___ Dataset rows
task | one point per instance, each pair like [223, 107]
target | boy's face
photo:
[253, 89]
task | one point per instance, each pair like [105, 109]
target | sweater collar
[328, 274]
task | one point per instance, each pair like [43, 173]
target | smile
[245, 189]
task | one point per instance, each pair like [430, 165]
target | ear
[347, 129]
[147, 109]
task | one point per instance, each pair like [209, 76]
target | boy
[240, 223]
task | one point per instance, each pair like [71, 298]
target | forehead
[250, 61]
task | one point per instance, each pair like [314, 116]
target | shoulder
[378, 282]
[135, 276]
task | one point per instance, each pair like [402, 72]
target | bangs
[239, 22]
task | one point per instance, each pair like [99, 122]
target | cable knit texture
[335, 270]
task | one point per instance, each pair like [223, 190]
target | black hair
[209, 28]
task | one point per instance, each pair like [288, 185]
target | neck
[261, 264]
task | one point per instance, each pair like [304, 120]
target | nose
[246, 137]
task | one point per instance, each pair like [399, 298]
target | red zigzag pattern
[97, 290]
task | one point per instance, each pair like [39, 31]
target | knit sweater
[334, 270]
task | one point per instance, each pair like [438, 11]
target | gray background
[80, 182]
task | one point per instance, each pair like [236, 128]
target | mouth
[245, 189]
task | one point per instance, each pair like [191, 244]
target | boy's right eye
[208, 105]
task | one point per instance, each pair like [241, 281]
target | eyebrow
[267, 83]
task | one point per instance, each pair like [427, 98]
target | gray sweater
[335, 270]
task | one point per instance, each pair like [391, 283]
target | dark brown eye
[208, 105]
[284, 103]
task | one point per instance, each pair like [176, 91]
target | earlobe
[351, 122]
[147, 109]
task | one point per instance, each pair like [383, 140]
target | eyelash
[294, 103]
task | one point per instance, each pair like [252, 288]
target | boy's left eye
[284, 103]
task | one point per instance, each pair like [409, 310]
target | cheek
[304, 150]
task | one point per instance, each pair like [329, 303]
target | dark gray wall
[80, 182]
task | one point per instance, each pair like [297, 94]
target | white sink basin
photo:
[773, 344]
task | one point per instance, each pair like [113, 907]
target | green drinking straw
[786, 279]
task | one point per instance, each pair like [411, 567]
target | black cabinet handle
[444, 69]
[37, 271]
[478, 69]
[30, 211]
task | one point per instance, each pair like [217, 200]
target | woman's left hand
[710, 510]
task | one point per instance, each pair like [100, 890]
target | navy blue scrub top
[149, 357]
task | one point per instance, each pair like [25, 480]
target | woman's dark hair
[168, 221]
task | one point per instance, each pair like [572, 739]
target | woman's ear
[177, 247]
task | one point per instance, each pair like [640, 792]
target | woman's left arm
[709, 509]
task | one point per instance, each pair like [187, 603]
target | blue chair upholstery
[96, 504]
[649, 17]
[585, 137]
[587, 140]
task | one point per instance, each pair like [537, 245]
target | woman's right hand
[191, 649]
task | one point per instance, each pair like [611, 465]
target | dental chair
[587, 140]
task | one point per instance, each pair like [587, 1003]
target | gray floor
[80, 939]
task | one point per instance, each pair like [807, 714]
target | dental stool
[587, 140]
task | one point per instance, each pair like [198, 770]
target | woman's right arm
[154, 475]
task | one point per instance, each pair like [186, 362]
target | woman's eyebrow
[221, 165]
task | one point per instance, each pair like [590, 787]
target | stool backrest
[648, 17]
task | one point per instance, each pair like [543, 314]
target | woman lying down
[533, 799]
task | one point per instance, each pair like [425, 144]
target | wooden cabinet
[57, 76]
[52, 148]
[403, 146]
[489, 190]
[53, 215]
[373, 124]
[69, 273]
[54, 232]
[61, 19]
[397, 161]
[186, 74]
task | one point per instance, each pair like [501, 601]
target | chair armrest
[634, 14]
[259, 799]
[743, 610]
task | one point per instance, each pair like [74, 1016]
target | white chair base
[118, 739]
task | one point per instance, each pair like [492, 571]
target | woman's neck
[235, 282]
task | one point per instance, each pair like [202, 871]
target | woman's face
______
- [Work instructions]: Reproduce the rows from the line containing "task | one point per instance, each pair like [590, 787]" through the end of the rows, both ends included, keeping every request line as it stands. Add -146 to each coordinate of the answer points, leaving the numbers in the requests and their format samples unchanged.

- [Finished task]:
task | one point per instance, each pair like [590, 787]
target | stool backrest
[502, -129]
task | one point per instance, each pair like [543, 314]
target | woman lying down
[387, 653]
task | one point per instance, each pair like [425, 144]
target | wooden cabinet
[-89, -70]
[-94, 2]
[257, 0]
[343, 44]
[-93, 69]
[227, -22]
[-77, 127]
[-92, 86]
[-85, -127]
[251, 15]
[40, -72]
task | one point per instance, each pair like [501, 601]
target | chair armrest
[488, -132]
[113, 653]
[597, 464]
task | one point per instance, each pair like [74, 1016]
target | white chair base
[-28, 593]
task | one point per instance, each pair like [492, 571]
target | woman's neck
[89, 136]
task | one point per instance, each pair like [202, 871]
target | woman's face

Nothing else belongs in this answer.